**YOUR INSTRUCTIONS**: Set down, word for word, the stretch of the Lawrence Cheng biography from "Cheng became famous" through "Hong Kong actors.".

Lawrence Cheng Tan-shui (born 28 December 1954) is a Hong Kong film actor, director, screenwriter, producer, and master of ceremonies. He was a Hong Kong DJ and radio channel executive.

Cheng became famous after he created the radio drama series The Yuppie Fantasia (小男人週記) in 1986 which he also starred in. In 1989, he starred in the film adaptation of the series which was directed by Gordon Chan and became a box office hit.

Early life
Cheng was born in Hong Kong on 27 November 1954. His ancestral hometown is huizhou ( 惠州市), Guangdong province. Having attended secondary school in St. Paul's College, he went to the Baptist College, the top broadcasting school in Hong Kong, and graduated in 1978.

Acting career
Lawrence Cheng brought his comical slightly nerdish and slightly fantasia film persona into films since the mid-80s. He has acted in mainly comedy films over the next ten years and a few drama films. He occasionally wore more than one hat like other Hong Kong actors.

**INFORMATION PROVIDED**:
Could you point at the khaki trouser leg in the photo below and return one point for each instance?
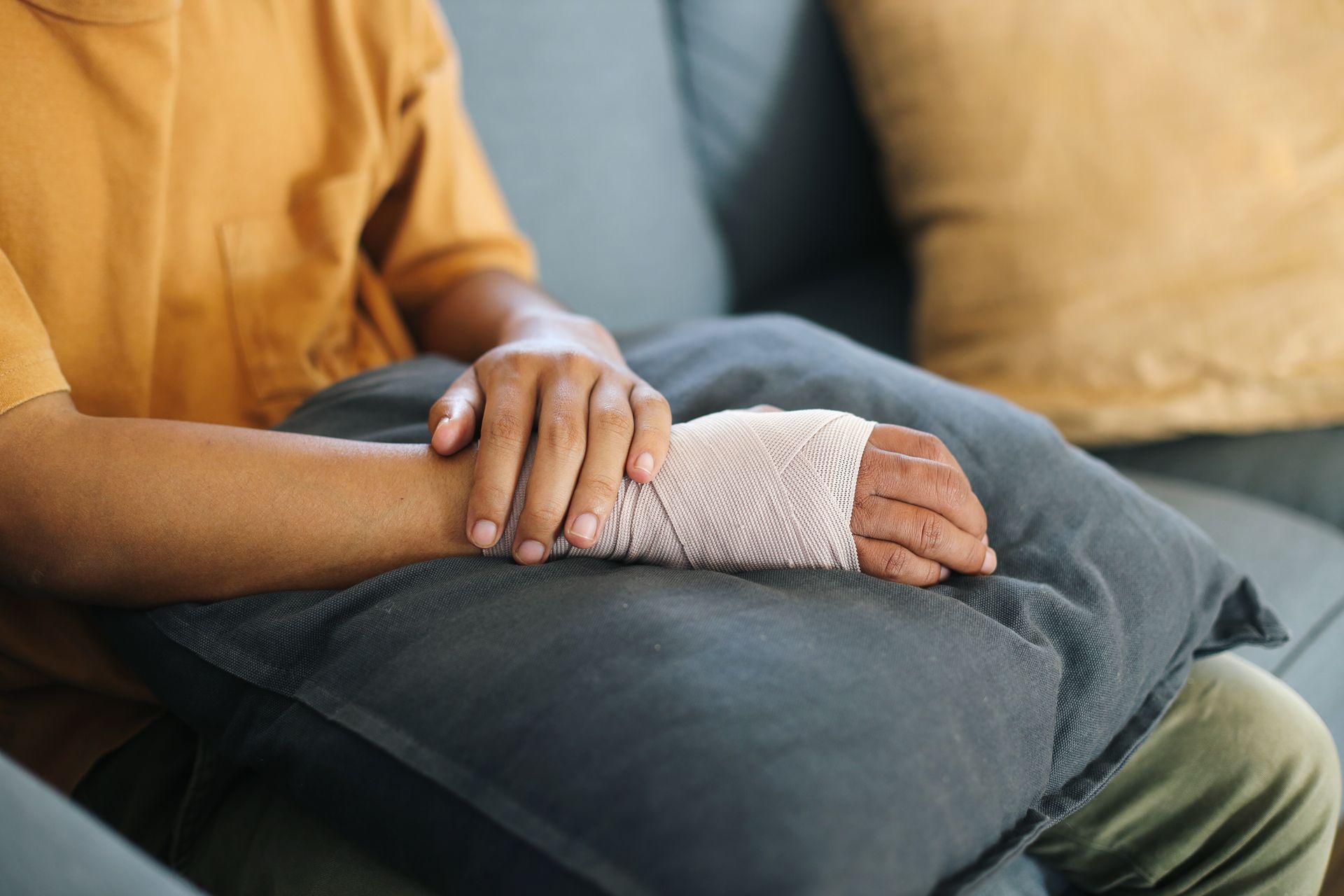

**TASK SOLUTION**:
Cheng became famous after he created the radio drama series The Yuppie Fantasia (小男人週記) in 1986 which he also starred in. In 1989, he starred in the film adaptation of the series which was directed by Gordon Chan and became a box office hit.

Early life
Cheng was born in Hong Kong on 27 November 1954. His ancestral hometown is huizhou ( 惠州市), Guangdong province. Having attended secondary school in St. Paul's College, he went to the Baptist College, the top broadcasting school in Hong Kong, and graduated in 1978.

Acting career
Lawrence Cheng brought his comical slightly nerdish and slightly fantasia film persona into films since the mid-80s. He has acted in mainly comedy films over the next ten years and a few drama films. He occasionally wore more than one hat like other Hong Kong actors.